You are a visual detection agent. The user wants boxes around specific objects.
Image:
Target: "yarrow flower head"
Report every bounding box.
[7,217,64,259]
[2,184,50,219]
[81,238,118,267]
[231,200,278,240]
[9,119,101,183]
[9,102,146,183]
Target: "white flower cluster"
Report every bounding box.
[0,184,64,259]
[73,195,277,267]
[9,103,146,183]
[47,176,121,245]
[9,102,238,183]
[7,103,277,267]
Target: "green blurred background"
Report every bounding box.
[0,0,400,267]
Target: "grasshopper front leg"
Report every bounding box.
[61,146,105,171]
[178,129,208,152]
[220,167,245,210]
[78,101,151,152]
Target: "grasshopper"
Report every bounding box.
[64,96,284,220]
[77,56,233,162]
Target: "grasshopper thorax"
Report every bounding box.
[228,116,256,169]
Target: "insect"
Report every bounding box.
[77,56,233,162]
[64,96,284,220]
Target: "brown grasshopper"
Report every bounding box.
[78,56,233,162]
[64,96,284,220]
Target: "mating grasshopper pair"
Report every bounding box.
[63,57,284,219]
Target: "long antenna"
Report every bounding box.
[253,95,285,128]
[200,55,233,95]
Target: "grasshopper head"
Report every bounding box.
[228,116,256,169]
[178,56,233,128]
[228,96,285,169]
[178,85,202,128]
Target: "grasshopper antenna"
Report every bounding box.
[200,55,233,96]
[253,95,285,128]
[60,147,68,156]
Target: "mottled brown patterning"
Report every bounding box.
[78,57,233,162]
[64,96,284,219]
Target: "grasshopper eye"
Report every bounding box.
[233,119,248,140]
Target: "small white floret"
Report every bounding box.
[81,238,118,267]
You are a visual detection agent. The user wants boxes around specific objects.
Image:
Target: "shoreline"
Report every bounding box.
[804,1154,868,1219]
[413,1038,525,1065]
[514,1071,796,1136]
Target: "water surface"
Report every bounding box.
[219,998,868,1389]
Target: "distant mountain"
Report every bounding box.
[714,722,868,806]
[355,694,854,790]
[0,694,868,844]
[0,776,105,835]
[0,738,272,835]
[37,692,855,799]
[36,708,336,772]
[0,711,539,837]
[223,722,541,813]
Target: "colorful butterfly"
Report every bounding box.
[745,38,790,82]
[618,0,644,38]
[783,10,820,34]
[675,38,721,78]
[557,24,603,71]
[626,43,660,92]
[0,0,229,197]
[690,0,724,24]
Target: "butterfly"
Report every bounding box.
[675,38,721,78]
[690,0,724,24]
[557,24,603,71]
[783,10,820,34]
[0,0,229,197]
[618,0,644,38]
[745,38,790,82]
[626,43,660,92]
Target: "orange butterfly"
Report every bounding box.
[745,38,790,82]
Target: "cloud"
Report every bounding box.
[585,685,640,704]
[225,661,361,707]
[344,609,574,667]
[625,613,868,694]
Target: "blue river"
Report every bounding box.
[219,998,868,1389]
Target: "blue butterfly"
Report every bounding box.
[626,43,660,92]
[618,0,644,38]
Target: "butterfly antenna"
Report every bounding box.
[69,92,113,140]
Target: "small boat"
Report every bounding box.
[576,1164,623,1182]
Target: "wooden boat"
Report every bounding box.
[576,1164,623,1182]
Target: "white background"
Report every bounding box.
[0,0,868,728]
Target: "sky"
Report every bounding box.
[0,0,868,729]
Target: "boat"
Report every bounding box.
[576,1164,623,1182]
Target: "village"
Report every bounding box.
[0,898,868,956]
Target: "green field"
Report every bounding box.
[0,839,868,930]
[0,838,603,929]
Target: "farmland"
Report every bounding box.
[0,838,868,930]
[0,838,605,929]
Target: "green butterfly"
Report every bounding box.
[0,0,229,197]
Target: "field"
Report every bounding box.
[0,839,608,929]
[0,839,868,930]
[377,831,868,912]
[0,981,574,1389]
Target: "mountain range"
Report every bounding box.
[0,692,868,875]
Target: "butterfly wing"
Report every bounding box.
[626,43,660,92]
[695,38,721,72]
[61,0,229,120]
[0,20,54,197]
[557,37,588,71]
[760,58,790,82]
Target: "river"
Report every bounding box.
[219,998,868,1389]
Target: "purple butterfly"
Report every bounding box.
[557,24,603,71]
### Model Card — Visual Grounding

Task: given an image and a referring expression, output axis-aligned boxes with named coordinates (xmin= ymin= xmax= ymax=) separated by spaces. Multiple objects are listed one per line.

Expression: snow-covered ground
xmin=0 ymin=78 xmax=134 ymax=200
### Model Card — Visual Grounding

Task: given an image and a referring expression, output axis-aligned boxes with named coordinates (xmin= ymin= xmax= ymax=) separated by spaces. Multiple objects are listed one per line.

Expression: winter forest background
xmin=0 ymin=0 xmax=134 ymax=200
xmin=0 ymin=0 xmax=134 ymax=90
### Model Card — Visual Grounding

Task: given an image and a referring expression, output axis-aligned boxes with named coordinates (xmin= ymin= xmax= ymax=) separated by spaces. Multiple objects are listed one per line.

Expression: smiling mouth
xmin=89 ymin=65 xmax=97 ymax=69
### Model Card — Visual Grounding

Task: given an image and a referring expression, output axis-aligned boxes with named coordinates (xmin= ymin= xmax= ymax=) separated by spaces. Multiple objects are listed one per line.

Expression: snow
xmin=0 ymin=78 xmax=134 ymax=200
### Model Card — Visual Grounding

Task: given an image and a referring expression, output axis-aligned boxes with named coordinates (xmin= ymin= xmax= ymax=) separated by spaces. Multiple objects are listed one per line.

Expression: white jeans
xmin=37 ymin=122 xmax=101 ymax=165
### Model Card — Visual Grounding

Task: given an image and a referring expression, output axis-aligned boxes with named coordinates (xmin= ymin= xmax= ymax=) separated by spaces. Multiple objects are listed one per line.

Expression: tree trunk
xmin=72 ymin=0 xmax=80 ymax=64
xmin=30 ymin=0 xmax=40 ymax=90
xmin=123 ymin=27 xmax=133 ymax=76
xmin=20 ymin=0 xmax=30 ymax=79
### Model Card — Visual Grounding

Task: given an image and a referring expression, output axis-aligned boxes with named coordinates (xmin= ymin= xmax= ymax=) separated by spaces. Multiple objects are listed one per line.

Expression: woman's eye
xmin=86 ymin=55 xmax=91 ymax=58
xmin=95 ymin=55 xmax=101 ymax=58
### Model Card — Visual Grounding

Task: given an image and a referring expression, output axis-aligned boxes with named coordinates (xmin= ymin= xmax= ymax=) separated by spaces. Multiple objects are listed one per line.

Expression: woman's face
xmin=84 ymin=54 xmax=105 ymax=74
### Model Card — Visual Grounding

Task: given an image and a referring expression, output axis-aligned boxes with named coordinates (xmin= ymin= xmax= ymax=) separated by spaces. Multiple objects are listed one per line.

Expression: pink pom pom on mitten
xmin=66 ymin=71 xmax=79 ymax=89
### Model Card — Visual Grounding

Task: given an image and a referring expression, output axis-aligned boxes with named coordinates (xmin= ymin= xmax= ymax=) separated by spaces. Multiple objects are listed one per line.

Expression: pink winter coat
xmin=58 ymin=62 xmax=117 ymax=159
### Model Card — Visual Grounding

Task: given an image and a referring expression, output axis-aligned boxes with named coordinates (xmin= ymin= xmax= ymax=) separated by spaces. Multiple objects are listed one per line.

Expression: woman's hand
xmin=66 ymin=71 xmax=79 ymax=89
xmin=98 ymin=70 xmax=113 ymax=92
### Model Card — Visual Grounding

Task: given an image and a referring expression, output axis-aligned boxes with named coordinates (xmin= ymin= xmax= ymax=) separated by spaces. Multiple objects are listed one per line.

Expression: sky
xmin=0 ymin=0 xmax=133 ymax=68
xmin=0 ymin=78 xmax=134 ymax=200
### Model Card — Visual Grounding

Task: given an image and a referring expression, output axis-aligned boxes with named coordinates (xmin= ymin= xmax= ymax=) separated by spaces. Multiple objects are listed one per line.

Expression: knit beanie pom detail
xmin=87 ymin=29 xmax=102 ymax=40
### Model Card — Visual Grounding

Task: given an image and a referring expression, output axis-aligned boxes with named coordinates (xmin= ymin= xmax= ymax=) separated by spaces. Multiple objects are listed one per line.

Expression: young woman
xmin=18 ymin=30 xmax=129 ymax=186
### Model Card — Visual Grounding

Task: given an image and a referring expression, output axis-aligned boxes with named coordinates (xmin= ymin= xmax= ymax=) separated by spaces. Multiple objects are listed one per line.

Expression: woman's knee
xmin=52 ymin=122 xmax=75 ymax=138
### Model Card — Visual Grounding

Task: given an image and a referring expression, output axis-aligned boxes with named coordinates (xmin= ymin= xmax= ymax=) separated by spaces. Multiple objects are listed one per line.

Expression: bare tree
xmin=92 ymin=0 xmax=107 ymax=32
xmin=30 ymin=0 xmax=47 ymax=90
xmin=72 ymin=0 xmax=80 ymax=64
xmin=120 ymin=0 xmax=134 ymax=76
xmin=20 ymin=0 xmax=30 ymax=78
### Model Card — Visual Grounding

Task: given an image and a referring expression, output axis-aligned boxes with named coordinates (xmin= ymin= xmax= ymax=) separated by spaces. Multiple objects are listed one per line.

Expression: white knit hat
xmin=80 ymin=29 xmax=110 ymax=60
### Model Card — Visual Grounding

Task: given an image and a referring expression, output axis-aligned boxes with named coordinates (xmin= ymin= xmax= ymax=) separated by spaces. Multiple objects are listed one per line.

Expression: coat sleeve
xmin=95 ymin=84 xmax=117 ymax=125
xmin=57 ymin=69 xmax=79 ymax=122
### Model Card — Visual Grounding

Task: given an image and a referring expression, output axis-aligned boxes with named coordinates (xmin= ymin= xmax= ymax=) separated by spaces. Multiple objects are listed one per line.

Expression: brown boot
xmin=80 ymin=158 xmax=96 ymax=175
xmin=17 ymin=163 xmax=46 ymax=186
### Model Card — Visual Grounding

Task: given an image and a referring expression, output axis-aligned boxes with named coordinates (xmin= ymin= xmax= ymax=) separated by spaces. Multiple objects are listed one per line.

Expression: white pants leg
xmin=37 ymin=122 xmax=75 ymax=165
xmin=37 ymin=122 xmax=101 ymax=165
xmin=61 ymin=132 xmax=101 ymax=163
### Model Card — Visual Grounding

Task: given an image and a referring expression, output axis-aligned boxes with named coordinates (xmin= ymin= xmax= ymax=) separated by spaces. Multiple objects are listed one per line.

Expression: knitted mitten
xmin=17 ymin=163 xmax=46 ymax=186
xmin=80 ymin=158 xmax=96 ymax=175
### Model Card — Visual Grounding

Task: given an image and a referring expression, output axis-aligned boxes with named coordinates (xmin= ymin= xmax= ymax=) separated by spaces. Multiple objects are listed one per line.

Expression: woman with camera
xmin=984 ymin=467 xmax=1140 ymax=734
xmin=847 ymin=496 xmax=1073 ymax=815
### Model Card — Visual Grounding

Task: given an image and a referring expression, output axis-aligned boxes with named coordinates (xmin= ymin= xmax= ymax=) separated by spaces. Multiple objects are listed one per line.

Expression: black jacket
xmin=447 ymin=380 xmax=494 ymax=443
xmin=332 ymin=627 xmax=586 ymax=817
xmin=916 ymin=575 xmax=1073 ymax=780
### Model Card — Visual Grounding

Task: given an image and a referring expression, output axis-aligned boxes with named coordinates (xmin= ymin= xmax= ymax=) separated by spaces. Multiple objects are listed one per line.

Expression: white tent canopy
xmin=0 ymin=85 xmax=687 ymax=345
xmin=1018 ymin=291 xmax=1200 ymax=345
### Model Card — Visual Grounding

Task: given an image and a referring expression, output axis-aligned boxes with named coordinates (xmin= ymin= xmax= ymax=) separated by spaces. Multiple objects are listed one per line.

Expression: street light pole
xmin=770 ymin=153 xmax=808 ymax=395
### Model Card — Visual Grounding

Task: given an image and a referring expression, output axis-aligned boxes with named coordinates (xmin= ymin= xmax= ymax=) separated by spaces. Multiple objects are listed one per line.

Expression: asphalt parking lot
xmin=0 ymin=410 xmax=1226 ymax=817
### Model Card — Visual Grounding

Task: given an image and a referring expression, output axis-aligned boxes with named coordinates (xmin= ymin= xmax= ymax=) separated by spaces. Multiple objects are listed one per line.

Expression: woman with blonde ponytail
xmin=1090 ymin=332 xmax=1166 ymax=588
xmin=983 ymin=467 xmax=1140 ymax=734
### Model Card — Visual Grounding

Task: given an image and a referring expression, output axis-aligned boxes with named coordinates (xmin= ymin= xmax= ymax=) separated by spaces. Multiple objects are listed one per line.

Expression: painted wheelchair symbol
#####
:: Set exercise ::
Tally the lines of the entries above that contain the string "antenna", and give only the number.

:: Completed exercise ::
3